» **PROBLEM**: Exact reproduction is required for all entries.

(Extracted records)
******

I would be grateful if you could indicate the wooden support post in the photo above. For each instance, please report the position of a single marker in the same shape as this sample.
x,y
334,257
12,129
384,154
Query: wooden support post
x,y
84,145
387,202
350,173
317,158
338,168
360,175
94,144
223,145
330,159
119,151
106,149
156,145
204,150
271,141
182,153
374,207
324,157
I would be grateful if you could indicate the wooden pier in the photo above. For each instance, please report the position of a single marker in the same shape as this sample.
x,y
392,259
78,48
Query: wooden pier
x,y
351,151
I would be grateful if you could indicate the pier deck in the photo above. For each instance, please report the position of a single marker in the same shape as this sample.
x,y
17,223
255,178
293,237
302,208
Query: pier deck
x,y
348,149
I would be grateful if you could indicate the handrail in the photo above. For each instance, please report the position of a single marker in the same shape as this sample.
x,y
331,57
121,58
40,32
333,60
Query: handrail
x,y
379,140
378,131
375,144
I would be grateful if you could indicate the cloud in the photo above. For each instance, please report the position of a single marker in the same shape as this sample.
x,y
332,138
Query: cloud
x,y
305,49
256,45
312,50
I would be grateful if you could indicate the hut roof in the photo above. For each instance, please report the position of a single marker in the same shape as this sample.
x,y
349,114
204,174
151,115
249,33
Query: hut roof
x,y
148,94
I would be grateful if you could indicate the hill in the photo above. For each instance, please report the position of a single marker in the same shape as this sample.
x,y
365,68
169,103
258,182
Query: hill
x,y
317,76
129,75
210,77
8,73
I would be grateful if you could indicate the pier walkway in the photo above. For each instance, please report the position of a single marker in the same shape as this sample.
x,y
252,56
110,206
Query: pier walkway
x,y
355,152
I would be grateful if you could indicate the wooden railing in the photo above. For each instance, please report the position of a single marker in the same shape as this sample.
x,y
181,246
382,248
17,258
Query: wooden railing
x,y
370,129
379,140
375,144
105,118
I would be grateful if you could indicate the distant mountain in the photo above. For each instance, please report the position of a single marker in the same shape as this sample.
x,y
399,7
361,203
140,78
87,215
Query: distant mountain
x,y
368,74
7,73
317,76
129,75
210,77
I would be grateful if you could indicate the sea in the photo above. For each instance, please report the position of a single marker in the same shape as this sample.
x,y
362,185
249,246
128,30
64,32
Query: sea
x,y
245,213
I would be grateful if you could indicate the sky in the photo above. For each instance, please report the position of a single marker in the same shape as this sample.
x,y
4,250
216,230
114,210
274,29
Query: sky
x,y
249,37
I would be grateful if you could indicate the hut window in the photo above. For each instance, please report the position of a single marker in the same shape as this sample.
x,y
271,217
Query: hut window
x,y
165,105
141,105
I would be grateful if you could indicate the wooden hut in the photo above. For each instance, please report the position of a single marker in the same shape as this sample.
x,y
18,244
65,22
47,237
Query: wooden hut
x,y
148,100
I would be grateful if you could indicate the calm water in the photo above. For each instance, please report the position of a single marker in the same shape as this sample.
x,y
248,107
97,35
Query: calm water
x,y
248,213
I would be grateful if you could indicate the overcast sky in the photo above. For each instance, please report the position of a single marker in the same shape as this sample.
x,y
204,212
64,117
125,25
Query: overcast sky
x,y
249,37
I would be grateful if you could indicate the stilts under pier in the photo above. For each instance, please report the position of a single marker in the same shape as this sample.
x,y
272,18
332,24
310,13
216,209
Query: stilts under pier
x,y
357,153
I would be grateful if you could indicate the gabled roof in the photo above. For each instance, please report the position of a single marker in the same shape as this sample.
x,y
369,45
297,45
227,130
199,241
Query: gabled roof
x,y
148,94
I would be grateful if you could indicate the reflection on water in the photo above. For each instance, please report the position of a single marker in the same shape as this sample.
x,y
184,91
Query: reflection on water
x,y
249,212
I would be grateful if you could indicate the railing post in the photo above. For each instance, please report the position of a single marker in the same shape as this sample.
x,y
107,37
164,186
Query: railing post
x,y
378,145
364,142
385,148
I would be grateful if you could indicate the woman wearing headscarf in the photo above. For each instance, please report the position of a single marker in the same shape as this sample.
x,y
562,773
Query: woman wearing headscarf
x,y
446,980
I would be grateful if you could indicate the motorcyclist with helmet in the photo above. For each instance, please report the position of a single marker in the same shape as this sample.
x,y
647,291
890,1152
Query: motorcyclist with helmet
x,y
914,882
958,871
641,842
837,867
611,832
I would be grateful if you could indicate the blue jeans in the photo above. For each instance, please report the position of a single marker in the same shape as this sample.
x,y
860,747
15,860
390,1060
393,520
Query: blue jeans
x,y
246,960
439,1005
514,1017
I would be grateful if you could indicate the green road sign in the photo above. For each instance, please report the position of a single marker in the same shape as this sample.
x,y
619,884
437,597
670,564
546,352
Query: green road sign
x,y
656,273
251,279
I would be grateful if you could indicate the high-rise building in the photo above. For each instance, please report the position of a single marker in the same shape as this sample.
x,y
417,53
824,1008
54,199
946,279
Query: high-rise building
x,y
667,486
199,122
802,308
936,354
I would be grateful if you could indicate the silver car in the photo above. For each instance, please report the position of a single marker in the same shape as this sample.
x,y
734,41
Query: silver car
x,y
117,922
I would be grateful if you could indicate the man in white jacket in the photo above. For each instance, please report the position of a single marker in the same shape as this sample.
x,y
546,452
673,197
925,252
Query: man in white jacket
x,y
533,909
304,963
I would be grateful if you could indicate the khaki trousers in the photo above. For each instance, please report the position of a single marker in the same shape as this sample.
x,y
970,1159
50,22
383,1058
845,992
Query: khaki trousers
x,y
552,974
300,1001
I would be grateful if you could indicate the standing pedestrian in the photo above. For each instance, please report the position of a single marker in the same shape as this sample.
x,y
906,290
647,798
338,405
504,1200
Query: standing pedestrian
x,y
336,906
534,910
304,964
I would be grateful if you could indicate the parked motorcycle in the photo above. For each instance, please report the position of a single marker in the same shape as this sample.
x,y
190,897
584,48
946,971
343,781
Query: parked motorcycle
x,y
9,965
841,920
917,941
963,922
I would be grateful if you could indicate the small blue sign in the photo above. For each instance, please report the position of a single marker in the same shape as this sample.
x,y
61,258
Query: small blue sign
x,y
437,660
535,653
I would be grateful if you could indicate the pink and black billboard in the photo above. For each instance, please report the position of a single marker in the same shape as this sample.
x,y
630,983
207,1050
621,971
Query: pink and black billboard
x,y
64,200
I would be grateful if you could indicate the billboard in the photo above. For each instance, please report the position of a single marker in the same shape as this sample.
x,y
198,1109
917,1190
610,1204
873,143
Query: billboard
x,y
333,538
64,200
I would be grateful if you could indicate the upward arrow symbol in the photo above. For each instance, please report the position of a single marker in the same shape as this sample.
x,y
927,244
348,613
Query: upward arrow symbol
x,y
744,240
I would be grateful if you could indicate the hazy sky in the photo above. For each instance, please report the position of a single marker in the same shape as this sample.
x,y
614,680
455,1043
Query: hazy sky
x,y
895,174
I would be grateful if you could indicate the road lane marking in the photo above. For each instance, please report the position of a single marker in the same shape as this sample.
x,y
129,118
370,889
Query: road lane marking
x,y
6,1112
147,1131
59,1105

******

» **EXERCISE OUTPUT**:
I would be grateful if you could indicate the wooden support post in the photo above. For each instance, please report the position of a single marker in the same shape as this sample.
x,y
334,257
12,129
384,154
Query: wooden support post
x,y
84,145
387,202
350,173
317,158
338,168
360,175
94,144
223,145
330,159
119,151
106,149
156,145
204,150
271,141
182,153
374,207
324,157
I would be grateful if you could indicate the wooden pier in the photo above. For each instance, please report the position of a single marker in the same shape as this sample.
x,y
392,259
78,48
Query: wooden pier
x,y
351,151
I would be grateful if you could indicate the pier deck in the photo above. For each instance, please report the position of a single marker in the same shape as this sample.
x,y
17,223
255,178
293,237
302,208
Query: pier deck
x,y
348,149
I would be grateful if you could indicate the handrail in the photo above. For each instance, please report the position of a single marker in the same shape as this sample.
x,y
331,57
121,58
40,32
333,60
Query: handrail
x,y
379,140
378,131
375,144
I would be grateful if you could indicate the cloud in the photo above. For each instance, please report the position of a single marker in the same shape as this sample.
x,y
332,138
Query: cloud
x,y
305,49
256,45
312,50
I would be grateful if you could indicate the hut roof in the photo above. For each instance, please report the position of a single marker in the same shape as this sample.
x,y
349,114
204,174
151,115
249,33
Query: hut roof
x,y
148,94
I would be grateful if you could indicate the hill in the photo above. For each instance, please report the position of a single marker in the same shape as this sample.
x,y
365,68
169,103
258,182
Query: hill
x,y
317,76
129,75
210,77
8,73
I would be grateful if you could indicate the pier walkway in the photo above. For each instance, please report the position of a single marker in the same shape as this sample.
x,y
252,56
110,206
Query: pier walkway
x,y
355,152
I would be grateful if you could indicate the wooden railing in the photo above. For each instance, please report the position of a single marker in the same shape as this sample.
x,y
181,246
382,248
17,258
Query: wooden railing
x,y
370,129
379,140
375,144
105,118
I would be grateful if you could indicate the distant mountain in the photo above. For each instance, please report the position of a single marker in the same shape as this sample.
x,y
399,7
361,203
140,78
87,215
Query: distant mountain
x,y
368,74
7,73
317,76
129,75
210,77
I would be grateful if you could indicate the sea in the photo above. For each instance, please report the position of a single marker in the same shape as this sample.
x,y
362,185
249,246
128,30
64,32
Query: sea
x,y
245,213
I would be grateful if you could indicate the sky in the photo above. For each instance, please report the position of a single marker in the same shape as this sample.
x,y
4,250
216,230
114,210
274,29
Query: sky
x,y
249,37
I would be grateful if you could indicate the hut window in the photo above. For each instance, please report the position of a single marker in the same shape as this sample.
x,y
271,217
Query: hut window
x,y
165,105
141,105
I would be grateful if you could indicate the wooden hut in the photo above. For each instance, please report the position of a single marker in the same shape as this sample.
x,y
18,244
65,22
47,237
Query: wooden hut
x,y
148,100
I would be grateful if you could indicate the calm water in the photo above. For each instance, please report the position of a single marker in the same shape as this sample.
x,y
248,107
97,35
Query: calm water
x,y
248,213
I would be grateful if you could indicate the overcast sky in the photo above. For each instance, please report the position of a single marker in the same shape as this sample.
x,y
204,212
64,117
125,25
Query: overcast sky
x,y
249,37
I would be grateful if you could indicate the stilts under pier in the photo above. For each instance, please report the position of a single marker in the same shape as this sample.
x,y
272,18
332,24
310,13
216,209
Query: stilts under pier
x,y
357,153
I would be grateful if you could indicate the gabled roof in the photo above. For each instance, please report the position of a single marker in the same shape as this sample.
x,y
369,45
297,45
227,130
199,241
Query: gabled roof
x,y
148,94
I would be grateful if you could indicate the reflection on water in the photo above. For each instance, please report the position of a single marker in the same shape as this sample.
x,y
184,91
Query: reflection on water
x,y
249,212
I would be grateful if you could indicate the railing post in the photo above. For each instance, please report the position of a single marker in the same shape as this sample.
x,y
107,37
164,186
Query: railing post
x,y
378,145
364,142
385,148
I would be grateful if you could indicate the woman wearing headscarf in the photo above. For each instance, please report the position of a single marker in the same shape as this sample.
x,y
562,773
Query: woman wearing headscarf
x,y
446,980
I would be grateful if you could indicate the motorcyclist with helmet in the photo above. For each instance, please report the position of a single marker in the same shape as this sample.
x,y
647,291
890,1152
Query: motorcyclist with helmet
x,y
914,882
958,871
641,842
837,867
611,832
I would be grateful if you could indicate the blue jeans in the photo above. For each instance, please report the position of a single marker in the same shape as this sample.
x,y
860,747
15,860
390,1060
393,520
Query: blue jeans
x,y
246,960
439,1005
514,1017
I would be grateful if you could indicate the green road sign in the photo above. For each instance, please report the position of a single marker in the same shape as this sample.
x,y
619,884
437,597
670,564
546,352
Query: green road sign
x,y
656,273
251,279
I would be grateful if you could indicate the high-rise building in the photo above. For each instance, please report the position of a single marker in the same shape as this sample.
x,y
417,53
824,1008
54,199
946,279
Query: high-rise building
x,y
667,486
199,122
802,308
936,354
I would be grateful if you could indicate the silver car in the photo above. For each instance, please report the position of a single marker in the same shape as this sample.
x,y
734,41
Query: silver car
x,y
117,922
I would be grateful if you could indicate the man in white jacket in the photo above. For each instance, please report the position of a single marker in the same shape as this sample.
x,y
546,452
673,197
925,252
Query: man in white jacket
x,y
533,909
304,963
I would be grateful if you could indicate the khaki trousers in the photo above. For each instance, please report the position of a single marker in the same shape as this sample.
x,y
970,1159
50,22
383,1058
845,992
Query: khaki trousers
x,y
552,974
300,1001
I would be grateful if you could indicate the standing pedestrian in the photo above. For each instance, please report the position of a single marker in the same shape as this sample.
x,y
906,290
647,798
338,405
504,1200
Query: standing pedestrian
x,y
336,906
534,910
304,964
I would be grateful if you could indicate the parked motorcycle in the photo above. For each instance, please report the position of a single marker in the same shape as this sample.
x,y
190,897
584,48
946,971
343,781
Query: parked motorcycle
x,y
9,965
841,920
917,941
963,922
I would be grateful if you could indicate the small blue sign in the photo above. For each instance, please report the position of a single marker in the same shape as this sample.
x,y
61,258
Query: small blue sign
x,y
437,660
535,653
I would be grateful if you could indicate the pink and black billboard in the photo above. For each instance, please report the position of a single marker in the same shape as this sample.
x,y
630,983
207,1050
621,971
Query: pink and black billboard
x,y
64,200
I would be grateful if you could indicate the billboard in the photo above. For each instance, please report the position of a single marker in the same shape as this sample.
x,y
198,1109
917,1190
610,1204
873,143
Query: billboard
x,y
333,538
64,200
I would be grateful if you could indicate the upward arrow symbol in the photo above. For each instance, please report the position of a single marker in the same shape as this sample.
x,y
927,244
348,613
Query: upward arrow symbol
x,y
744,240
I would be grateful if you could indicate the hazy sky in the photo above. For each instance, please report the position of a single marker in the same shape as this sample.
x,y
614,680
455,1043
Query: hazy sky
x,y
895,174
I would be grateful if you could indicate the road lane marking in the photo above. For each instance, please report the position of a single marker in the same shape as this sample.
x,y
129,118
370,889
Query: road lane marking
x,y
6,1112
147,1131
59,1105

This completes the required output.